• DOCUMENT SEGMENT:
▼
Remember when McDonald’s taught us, “You deserve a break today”?
Catchy jingle. Made you want to go out for a Big Mac. Today the tune American culture is singing is, “You deserve some ache today,” and it makes me want to go out for a Quarter Pounder with Hemlock.
“The Real Housewives of New York” has turned into a tiresome ongoing race spat, and has predictably been rewarded with record-low ratings. The National Football League is playing the “black national anthem.” That effort effectively rebrands “The Star-Spangled Banner” as a white national anthem and further divides America in what is supposed to be a unifying ceremony.
Even yoga is now white supremacy, according to the new book “Yoke” (yoga meets woke, I guess).
Celebrity yoga teacher Jessamyn Stanley told People, “I think that when you bring up cultural appropriation in yoga, everyone’s butthole clenches because everybody’s like, ‘Oh s—, I think I might be guilty of this,’ or, ‘I could be apart of this and that doesn’t feel good.’ ”
Do we really need to bring race issues into yoga? Isn’t the whole point of yoga to turn off your mind so your body can stretch and relax? The new yoga seems to require not only not turning off your mind, but turning up some of the bitterest, or guiltiest, parts of it. Breathe deep, reconnect with your inner goddess and release all tensions, you racist.
▲
Answer these questions using the column above.
1. Which restaurant chain's slogan "You deserve a break today" does the column recall?
2. Which television show does the column say has been rewarded with record-low ratings?
3. What is the title of the new book that calls yoga white supremacy?

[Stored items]
▼
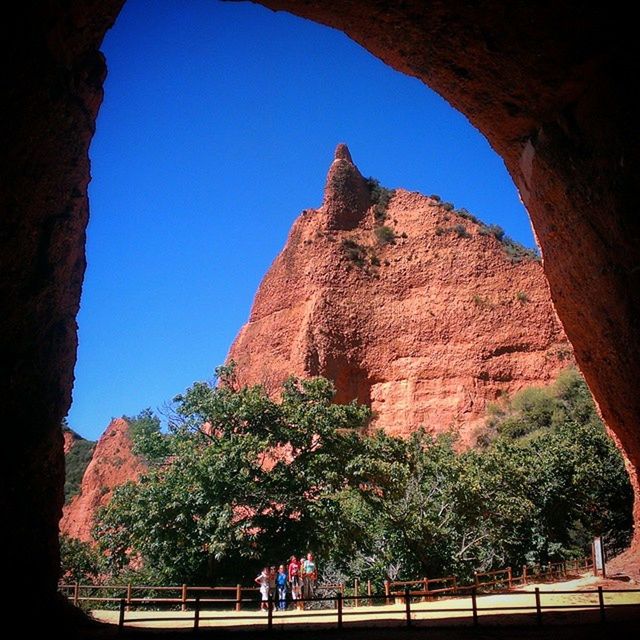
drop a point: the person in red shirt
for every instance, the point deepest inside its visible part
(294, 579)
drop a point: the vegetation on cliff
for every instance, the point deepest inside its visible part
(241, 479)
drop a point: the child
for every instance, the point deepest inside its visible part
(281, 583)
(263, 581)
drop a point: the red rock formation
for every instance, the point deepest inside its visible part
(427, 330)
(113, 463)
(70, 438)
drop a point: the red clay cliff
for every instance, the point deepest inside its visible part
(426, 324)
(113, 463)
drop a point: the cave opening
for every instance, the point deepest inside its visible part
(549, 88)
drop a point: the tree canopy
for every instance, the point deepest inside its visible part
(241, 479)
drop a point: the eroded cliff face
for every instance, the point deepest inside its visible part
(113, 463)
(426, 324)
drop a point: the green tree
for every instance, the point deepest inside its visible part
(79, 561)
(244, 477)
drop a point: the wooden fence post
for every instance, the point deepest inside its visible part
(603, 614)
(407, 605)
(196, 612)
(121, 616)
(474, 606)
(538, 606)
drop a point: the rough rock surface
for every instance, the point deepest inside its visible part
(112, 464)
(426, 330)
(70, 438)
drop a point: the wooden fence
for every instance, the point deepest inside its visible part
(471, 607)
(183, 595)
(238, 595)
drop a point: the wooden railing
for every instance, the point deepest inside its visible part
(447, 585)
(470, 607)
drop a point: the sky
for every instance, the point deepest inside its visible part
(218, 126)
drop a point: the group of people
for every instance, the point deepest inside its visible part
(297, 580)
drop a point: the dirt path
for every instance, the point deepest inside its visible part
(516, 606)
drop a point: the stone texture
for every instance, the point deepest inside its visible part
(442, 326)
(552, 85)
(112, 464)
▲
▼
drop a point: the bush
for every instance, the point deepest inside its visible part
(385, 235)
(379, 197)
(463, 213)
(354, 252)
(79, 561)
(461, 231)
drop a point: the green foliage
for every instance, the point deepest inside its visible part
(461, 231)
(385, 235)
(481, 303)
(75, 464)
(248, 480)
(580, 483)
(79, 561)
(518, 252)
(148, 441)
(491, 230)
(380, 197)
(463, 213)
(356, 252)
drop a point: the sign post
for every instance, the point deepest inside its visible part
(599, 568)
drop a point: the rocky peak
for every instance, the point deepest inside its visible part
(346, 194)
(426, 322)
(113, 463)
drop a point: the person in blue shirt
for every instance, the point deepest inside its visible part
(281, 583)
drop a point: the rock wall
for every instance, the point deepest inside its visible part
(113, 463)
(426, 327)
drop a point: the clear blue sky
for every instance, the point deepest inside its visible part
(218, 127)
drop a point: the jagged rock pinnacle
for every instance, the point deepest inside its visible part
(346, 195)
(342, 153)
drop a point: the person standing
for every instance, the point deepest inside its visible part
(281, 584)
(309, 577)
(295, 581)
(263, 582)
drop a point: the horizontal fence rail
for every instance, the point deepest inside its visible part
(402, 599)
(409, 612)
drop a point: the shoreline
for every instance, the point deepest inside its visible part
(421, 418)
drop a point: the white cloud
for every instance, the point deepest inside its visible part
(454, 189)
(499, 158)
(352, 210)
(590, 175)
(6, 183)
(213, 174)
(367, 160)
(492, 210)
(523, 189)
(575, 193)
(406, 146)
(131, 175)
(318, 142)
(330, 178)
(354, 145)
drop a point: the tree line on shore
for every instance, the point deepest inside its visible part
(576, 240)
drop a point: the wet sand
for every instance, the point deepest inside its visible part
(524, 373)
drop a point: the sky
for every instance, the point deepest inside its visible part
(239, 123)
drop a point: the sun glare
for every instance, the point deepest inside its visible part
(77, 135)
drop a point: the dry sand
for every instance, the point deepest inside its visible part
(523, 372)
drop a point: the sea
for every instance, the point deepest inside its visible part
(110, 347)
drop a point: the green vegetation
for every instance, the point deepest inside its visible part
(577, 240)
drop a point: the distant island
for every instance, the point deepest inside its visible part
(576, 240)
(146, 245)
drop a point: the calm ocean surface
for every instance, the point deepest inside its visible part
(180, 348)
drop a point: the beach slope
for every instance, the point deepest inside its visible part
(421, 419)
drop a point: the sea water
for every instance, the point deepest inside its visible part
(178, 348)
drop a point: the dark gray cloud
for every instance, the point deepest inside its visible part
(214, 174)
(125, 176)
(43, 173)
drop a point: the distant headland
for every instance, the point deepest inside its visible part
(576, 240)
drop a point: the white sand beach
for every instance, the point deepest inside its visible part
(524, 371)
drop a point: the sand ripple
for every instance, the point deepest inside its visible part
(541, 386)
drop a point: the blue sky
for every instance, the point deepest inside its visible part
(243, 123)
▲
• EXERCISE SOLUTION:
1. McDonald's
2. "The Real Housewives of New York"
3. "Yoke"